▶ Fragmento
┌──

Siglos después un Lord apellidado Byron obligaba a santiguarse
a los estirados y santurrones ingleses de su tiempo, con el cuento de
que tenía tratos con el demonio, bebía sangre de recién nacido
utilizando para ello un cráneo humano y sostenía relaciones de
amasiato con una sirena del Mar Egeo, que de paso, inspiró muchos
de sus hermosísimos versos.
En Francia, a la mitad del siglo pasado, Baudelaire Rimbaud, un
par de poetas geniales y auto publicistas inigualables, trajeron de
cabeza a sus compatriotas con la novedad del uso del opio y el
hashish, y al morir fieles a tal adicción, crearon con su ejemplo una
cofradía que todavía perdura y que se ha extendido a nivel mundial, de
entusiastas fumadores de yerbas divinas, Las Flores del Mal , de
Charles Baudelaire, es un libro de poemas inspirado, según Armando
Carlock, en el beleño, el glaucio y la amapola, florecita ésta última
aparentemente inofensiva a quienes los narcotraficantes de Nayarit y
Sinaloa suelen cantarle :
Amapola morada
de los campos de Tepic,
si no estas enamorada
enamórate de mí.
Aquí en México, contamos también con auto promotores
fenomenales.
Manuel Acuña, por ejemplo, no vaciló en echar mano del último
recurso, el suicidio, con tal de proyectarse hacia la fama perdurable.
Otros, sin duda más inteligentes que él, utilizaron medios
publicitarios menos desagradables y más efectivos.

└──

▶ Datos proporcionados
┌──

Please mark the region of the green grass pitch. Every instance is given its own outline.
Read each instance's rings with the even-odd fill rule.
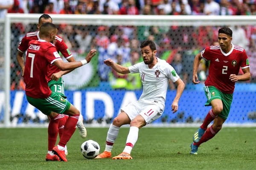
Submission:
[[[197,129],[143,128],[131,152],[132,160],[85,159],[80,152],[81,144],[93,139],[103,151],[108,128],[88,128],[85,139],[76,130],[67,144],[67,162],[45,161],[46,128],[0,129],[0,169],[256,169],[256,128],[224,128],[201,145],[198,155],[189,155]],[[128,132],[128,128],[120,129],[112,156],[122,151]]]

└──

▶ Tarea
Devuelve el fragmento completo sobre los poetas que buscaban fama, copiado sin ningún cambio. Las líneas no hacen falta para resolver esto.

▶ Resultado
Siglos después un Lord apellidado Byron obligaba a santiguarse
a los estirados y santurrones ingleses de su tiempo, con el cuento de
que tenía tratos con el demonio, bebía sangre de recién nacido
utilizando para ello un cráneo humano y sostenía relaciones de
amasiato con una sirena del Mar Egeo, que de paso, inspiró muchos
de sus hermosísimos versos.
En Francia, a la mitad del siglo pasado, Baudelaire Rimbaud, un
par de poetas geniales y auto publicistas inigualables, trajeron de
cabeza a sus compatriotas con la novedad del uso del opio y el
hashish, y al morir fieles a tal adicción, crearon con su ejemplo una
cofradía que todavía perdura y que se ha extendido a nivel mundial, de
entusiastas fumadores de yerbas divinas, Las Flores del Mal , de
Charles Baudelaire, es un libro de poemas inspirado, según Armando
Carlock, en el beleño, el glaucio y la amapola, florecita ésta última
aparentemente inofensiva a quienes los narcotraficantes de Nayarit y
Sinaloa suelen cantarle :
Amapola morada
de los campos de Tepic,
si no estas enamorada
enamórate de mí.
Aquí en México, contamos también con auto promotores
fenomenales.
Manuel Acuña, por ejemplo, no vaciló en echar mano del último
recurso, el suicidio, con tal de proyectarse hacia la fama perdurable.
Otros, sin duda más inteligentes que él, utilizaron medios
publicitarios menos desagradables y más efectivos.